Grande Encyclopédie Larousse 1971-1976Éd. 1971-1976
C

comportement (suite)

La notion de comportement s’est historiquement constituée par opposition à celle de conscience, ou, selon un terme plus moderne, de subjectivité ; encore actuellement, elle ne peut être correctement comprise que dans cette opposition. La vie psychologique quotidienne entraîne non à percevoir les comportements d’autrui dans leur nudité objective, mais bien plutôt à appréhender dans une même saisie les actes et les interprétations auxquelles ils peuvent donner lieu, les gestes ou les paroles et leurs significations ; ainsi on ne voit pas de façon naturelle l’extension d’un bras suivie d’une flexion des doigts en opposition avec le pouce, mais plus simplement — en fait de façon plus construite — un homme qui prend un objet. La prise en considération des seuls comportements implique donc une abstraction qui va à l’encontre des habitudes communes de perception et de connaissance des êtres vivants ; elle impose de ce fait un véritable ascétisme cognitif.

Il est intéressant de relever la part prise par la psychologie animale dans l’élaboration de la notion de comportement. C’est en effet à propos de l’animal que la contradiction s’est d’abord développée de la façon la plus visible entre une interprétation spontanée de ses activités en termes de psychologie anthropomorphique subjective et les données réellement observées. Les controverses qui se sont établies à la fin du xixe s. et au début du xxe entre les tenants d’une psychologie traditionnelle, prêtant aux animaux toute une gamme de sentiments, de connaissances, de volitions dérivés de l’introspection, et les novateurs, soucieux de ne fonder leurs conclusions que sur des observations objectives, ont largement contribué à ce que se dégagent de leur gangue subjectiviste les phénomènes de comportement. Encore aujourd’hui, l’exemple des animaux permet de comprendre plus aisément qu’on ne peut connaître l’individu qu’à partir de ce qu’il fait ou manifeste.

= = = = =

### Liste des tâches:
1: Dans le texte sur la notion de comportement, à quelle notion celle de comportement s'est-elle historiquement opposée ?
2: Prolongez le texte sur la notion de comportement à partir de sa dernière phrase.

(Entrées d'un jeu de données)
= = = = =

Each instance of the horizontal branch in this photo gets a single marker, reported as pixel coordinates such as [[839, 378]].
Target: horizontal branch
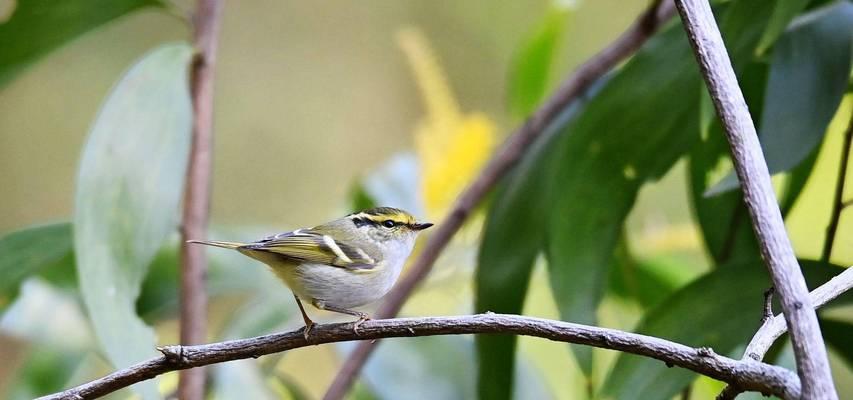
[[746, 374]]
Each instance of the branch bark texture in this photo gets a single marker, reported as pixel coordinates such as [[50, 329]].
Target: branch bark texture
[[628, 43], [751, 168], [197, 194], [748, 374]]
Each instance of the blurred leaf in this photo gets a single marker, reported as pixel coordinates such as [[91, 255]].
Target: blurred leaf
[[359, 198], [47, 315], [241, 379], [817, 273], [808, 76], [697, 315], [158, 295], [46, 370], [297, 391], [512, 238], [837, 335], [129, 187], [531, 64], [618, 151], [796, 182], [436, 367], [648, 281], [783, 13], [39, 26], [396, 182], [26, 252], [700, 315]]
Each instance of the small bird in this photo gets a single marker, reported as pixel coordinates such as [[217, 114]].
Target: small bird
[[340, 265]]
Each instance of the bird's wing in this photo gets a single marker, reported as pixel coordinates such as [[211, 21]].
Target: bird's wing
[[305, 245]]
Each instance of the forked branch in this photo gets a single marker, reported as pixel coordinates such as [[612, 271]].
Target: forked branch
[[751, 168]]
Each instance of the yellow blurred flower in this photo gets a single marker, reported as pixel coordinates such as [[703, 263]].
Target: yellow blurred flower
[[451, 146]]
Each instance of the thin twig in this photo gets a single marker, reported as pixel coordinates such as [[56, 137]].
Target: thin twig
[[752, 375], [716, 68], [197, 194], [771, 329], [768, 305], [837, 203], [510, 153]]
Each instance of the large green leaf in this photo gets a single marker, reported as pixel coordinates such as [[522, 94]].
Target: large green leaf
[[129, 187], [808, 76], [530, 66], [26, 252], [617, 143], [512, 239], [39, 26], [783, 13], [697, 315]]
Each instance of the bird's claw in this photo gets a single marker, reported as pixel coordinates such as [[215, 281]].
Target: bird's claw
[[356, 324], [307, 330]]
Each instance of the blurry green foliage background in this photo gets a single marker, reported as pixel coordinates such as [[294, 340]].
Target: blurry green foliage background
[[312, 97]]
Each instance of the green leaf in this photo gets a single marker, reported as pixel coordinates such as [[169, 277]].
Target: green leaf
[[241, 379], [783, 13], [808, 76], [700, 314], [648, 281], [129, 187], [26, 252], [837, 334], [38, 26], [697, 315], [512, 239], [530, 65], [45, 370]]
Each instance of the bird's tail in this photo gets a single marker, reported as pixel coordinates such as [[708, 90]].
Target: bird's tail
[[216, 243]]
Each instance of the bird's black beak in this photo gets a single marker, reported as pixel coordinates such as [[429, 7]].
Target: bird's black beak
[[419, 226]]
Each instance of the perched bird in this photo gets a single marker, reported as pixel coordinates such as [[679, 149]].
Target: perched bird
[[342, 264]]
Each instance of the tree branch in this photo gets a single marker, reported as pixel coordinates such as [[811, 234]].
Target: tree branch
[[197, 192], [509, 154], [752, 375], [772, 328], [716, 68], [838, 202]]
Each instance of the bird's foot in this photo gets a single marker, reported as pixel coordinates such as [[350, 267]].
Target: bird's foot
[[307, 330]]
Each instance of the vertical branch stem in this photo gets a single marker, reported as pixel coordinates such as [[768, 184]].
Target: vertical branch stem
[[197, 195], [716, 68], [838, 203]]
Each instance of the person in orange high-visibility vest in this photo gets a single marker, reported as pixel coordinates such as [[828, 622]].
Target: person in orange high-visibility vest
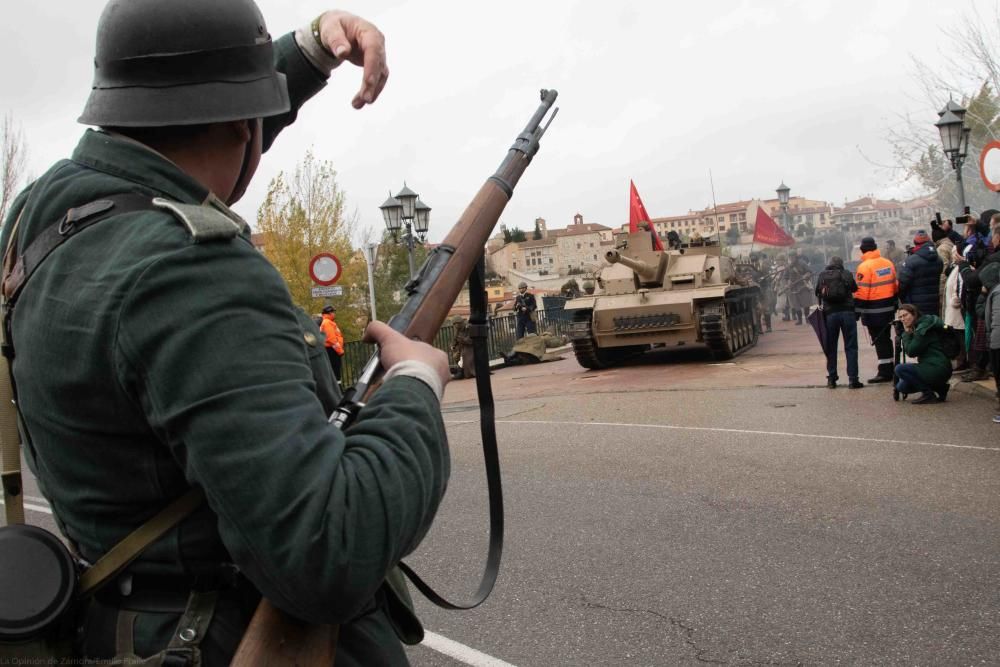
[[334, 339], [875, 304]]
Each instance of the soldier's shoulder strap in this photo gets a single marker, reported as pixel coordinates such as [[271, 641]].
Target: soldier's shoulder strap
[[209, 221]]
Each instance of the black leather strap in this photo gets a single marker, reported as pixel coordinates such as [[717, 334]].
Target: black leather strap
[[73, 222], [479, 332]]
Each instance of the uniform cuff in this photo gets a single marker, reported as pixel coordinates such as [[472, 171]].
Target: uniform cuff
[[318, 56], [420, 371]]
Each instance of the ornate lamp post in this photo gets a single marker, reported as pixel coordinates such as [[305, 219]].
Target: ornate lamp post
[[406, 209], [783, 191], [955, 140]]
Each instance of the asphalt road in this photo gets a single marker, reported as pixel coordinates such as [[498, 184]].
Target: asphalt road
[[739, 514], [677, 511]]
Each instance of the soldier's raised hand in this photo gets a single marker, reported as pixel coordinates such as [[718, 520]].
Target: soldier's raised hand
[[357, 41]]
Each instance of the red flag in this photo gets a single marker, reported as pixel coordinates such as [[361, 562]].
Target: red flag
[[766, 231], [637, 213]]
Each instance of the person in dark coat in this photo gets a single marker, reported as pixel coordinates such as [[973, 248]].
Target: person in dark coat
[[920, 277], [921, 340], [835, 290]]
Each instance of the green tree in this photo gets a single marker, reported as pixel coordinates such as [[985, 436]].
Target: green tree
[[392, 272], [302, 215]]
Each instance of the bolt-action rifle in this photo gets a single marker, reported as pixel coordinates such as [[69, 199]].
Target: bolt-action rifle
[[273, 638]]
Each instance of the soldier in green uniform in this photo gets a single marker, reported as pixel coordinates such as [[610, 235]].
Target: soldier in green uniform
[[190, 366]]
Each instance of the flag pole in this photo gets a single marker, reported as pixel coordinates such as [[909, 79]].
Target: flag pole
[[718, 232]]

= = = = =

### Réponses de l'exercice:
1: À la notion de conscience, ou, selon un terme plus moderne, de subjectivité.

2:
Comportement et béhaviorisme

La constitution de la notion de comportement s’est effectuée dans un contexte philosophique et idéologique qui en a largement marqué le destin ultérieur ; le principal trait en est sa confusion fréquente avec la conception béhavioriste de la psychologie.

En fait, on pourrait trouver les racines du concept de comportement, sous sa forme d’ailleurs la plus mécaniste, dans la conception cartésienne des animaux-machines et dans les idées qui en découlèrent chez les philosophes français matérialistes du xviiie s. Le développement de la physiologie scientifique au xixe s. et notamment l’importance accordée à la notion de réflexe préparèrent ensuite son avènement : on peut considérer que la première étude scientifique du comportement fut celle qui fut effectuée par I. P. Pavlov, dans le prolongement des conceptions de I. Setchenov, sur les réflexes conditionnels. Mais, dans ces travaux, le concept de comportement n’était pas explicitement utilisé ; il ne le fut que lorsque J. B. Watson reprit au compte de la psychologie béhavioriste tous les apports de l’étude du conditionnement.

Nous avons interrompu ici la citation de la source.